Required work.
#1 Reproduce the boat-show essay word for word, from "Of course, what" to "docks like gulls.".
#2 Write the next part of the boat-show essay, picking up after its final sentence.

I have a confession to make. When the 2020 Palm Beach boat show was canceled because of the pandemic, I wasn’t all that upset. The team and I were coming off a whirlwind travel schedule that included multiple international shows. Sure, trading March snow in the Northeast for Florida warmth would have been nice, but just this once, I was content to sit on the bench and rest my blistered feet.
Of course, what I didn’t know at the time was that the boat show dominoes would continue to fall. Virtual shows of varying degrees sprung to life, and video presentations of new boats became increasingly important to buyers. Our geographically scattered team continued to get aboard boats one at a time to keep consumers informed.
This past fall, the team returned in force to the boat-show circuit. And I have to say, the comeback felt good. First up was the Newport International Boat Show in Rhode Island, which was slightly diminished in size courtesy of supply-chain issues, but that didn’t dampen the experience. New models and boats we had previously tested gleamed, and boaters swarmed the docks like gulls.

Data supplied.
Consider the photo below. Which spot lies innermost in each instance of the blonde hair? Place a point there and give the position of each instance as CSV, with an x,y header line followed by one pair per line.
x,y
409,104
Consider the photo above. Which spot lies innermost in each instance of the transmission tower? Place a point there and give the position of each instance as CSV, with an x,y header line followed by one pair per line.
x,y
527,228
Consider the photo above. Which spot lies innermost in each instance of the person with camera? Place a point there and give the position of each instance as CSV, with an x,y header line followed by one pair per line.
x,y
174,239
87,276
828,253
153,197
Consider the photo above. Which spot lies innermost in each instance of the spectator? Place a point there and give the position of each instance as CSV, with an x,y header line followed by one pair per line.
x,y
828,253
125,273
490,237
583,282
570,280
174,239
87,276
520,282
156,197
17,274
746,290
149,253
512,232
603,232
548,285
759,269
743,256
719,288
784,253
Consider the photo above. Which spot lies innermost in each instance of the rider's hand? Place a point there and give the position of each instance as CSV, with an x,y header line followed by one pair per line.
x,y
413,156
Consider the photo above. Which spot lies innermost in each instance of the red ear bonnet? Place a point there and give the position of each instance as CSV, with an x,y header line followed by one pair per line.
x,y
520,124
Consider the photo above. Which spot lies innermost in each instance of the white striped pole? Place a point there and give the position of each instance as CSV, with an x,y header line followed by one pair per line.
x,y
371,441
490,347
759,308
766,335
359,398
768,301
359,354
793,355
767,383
* * *
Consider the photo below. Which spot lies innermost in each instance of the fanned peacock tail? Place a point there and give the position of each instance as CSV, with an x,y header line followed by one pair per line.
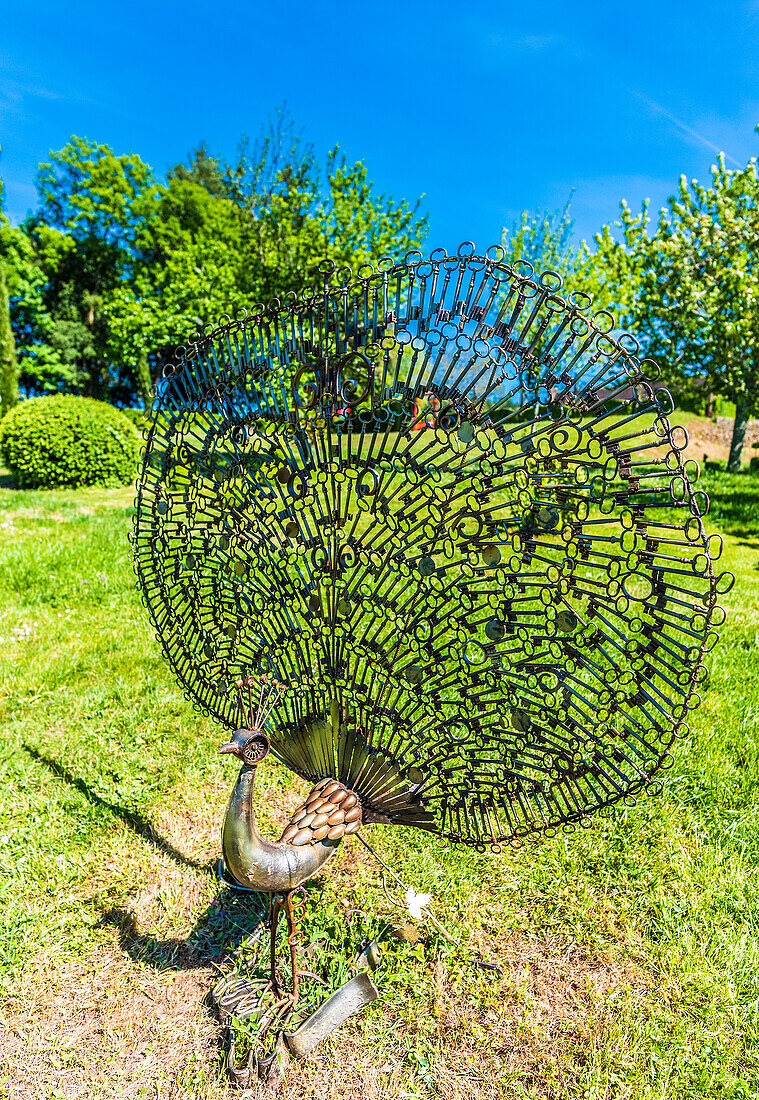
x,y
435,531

Task-by-task results.
#1
Of course, what I didn’t know at the time was that the boat show dominoes would continue to fall. Virtual shows of varying degrees sprung to life, and video presentations of new boats became increasingly important to buyers. Our geographically scattered team continued to get aboard boats one at a time to keep consumers informed.
This past fall, the team returned in force to the boat-show circuit. And I have to say, the comeback felt good. First up was the Newport International Boat Show in Rhode Island, which was slightly diminished in size courtesy of supply-chain issues, but that didn’t dampen the experience. New models and boats we had previously tested gleamed, and boaters swarmed the docks like gulls.

#2
I’ve been talking to colleagues in the industry about how boat buying has changed since the pandemic and subsequent supply chain and labor shortages. The consensus seems to be that buyers are coming to boat shows more educated than ever. In the past, it was not unusual for a buyer to look at a dozen boats at the Fort Lauderdale show, go home to do more research, then visit the boat again in Miami or Palm Beach and sign a contract. Today, because some builders are a year (or two or three) out in production, most buyers have done their homework; they came to Newport and Lauderdale to see their finalists and confirm their research.
Boatbuilders endure great costs to attend shows and sell boats. For some, a single show can make or break their year. And with so many buyers clamoring for such little inventory, I picked up on a palpable disdain for tire-kickers, those people who want to climb aboard boats with no intention of buying. I understand all the forces at play here, but as a professional boat show tire-kicker myself, it’s a bit disappointing to see.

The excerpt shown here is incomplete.